**EXTRACT:**
════════════════════

[PATCH] riscv: Add RISC-V svpbmt extension

Guo Ren guoren at kernel.org
Thu Sep 23 04:53:11 PDT 2021


On Thu, Sep 23, 2021 at 5:13 PM Anup Patel <anup at brainfault.org> wrote:
>
> On Thu, Sep 23, 2021 at 12:57 PM <guoren at kernel.org> wrote:
> >
> > From: Guo Ren <guoren at linux.alibaba.com>
> >
> > This patch follows the standard pure RISC-V Svpbmt extension in
> > privilege spec to solve the non-coherent SOC dma synchronization
> > issues.

════════════════════

**GIVEN DATA:**
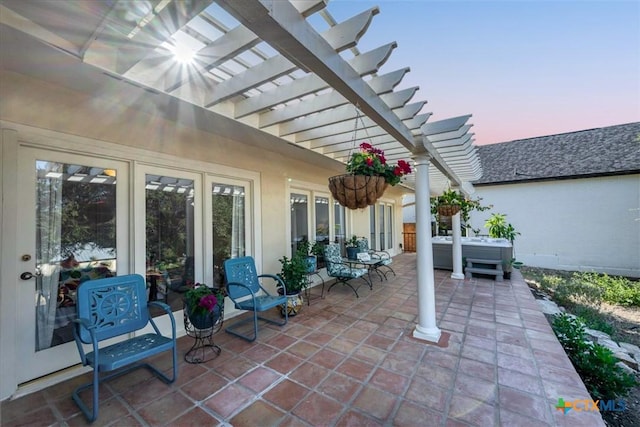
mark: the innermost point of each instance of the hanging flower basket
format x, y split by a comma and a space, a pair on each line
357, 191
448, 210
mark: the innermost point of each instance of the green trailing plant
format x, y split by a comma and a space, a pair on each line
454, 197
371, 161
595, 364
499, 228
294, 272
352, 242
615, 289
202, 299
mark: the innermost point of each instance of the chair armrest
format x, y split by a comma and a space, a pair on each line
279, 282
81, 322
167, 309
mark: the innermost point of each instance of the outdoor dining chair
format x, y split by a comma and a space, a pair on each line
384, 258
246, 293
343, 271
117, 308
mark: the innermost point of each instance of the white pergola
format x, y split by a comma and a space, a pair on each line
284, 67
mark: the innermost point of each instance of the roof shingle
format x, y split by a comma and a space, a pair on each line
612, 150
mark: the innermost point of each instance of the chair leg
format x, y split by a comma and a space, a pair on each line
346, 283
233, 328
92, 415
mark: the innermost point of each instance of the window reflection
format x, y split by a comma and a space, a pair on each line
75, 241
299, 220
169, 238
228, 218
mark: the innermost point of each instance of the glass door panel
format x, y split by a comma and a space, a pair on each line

════════════════════

**PROBLEMS TO WORK ON:**
1. Answer these questions about the post above.
(a) According to the header, which extension does the patch add?
(b) At what time did Anup Patel write the message that is quoted?
(c) What issues is the patch meant to solve?
2. Collect every line of the records that contains the word "chair".

**ANSWERS PROVIDED:**
1.
(a) The RISC-V svpbmt extension.
(b) 5:13 PM on Thu, Sep 23, 2021.
(c) The non-coherent SOC dma synchronization issues.

2.
mark: the innermost point of each instance of the chair armrest
mark: the innermost point of each instance of the outdoor dining chair
mark: the innermost point of each instance of the chair leg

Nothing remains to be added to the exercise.